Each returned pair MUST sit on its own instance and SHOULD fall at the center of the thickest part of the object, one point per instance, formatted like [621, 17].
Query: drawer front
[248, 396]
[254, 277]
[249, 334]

======

**What you will do:**
Give the complete listing a second time, exactly as it reads.

**Result for this task:**
Each returned pair MUST sit on its own instance and SHOULD fall at the center of the thickest part of the object, one point per instance, formatted like [621, 17].
Query: drawer front
[248, 396]
[254, 277]
[249, 334]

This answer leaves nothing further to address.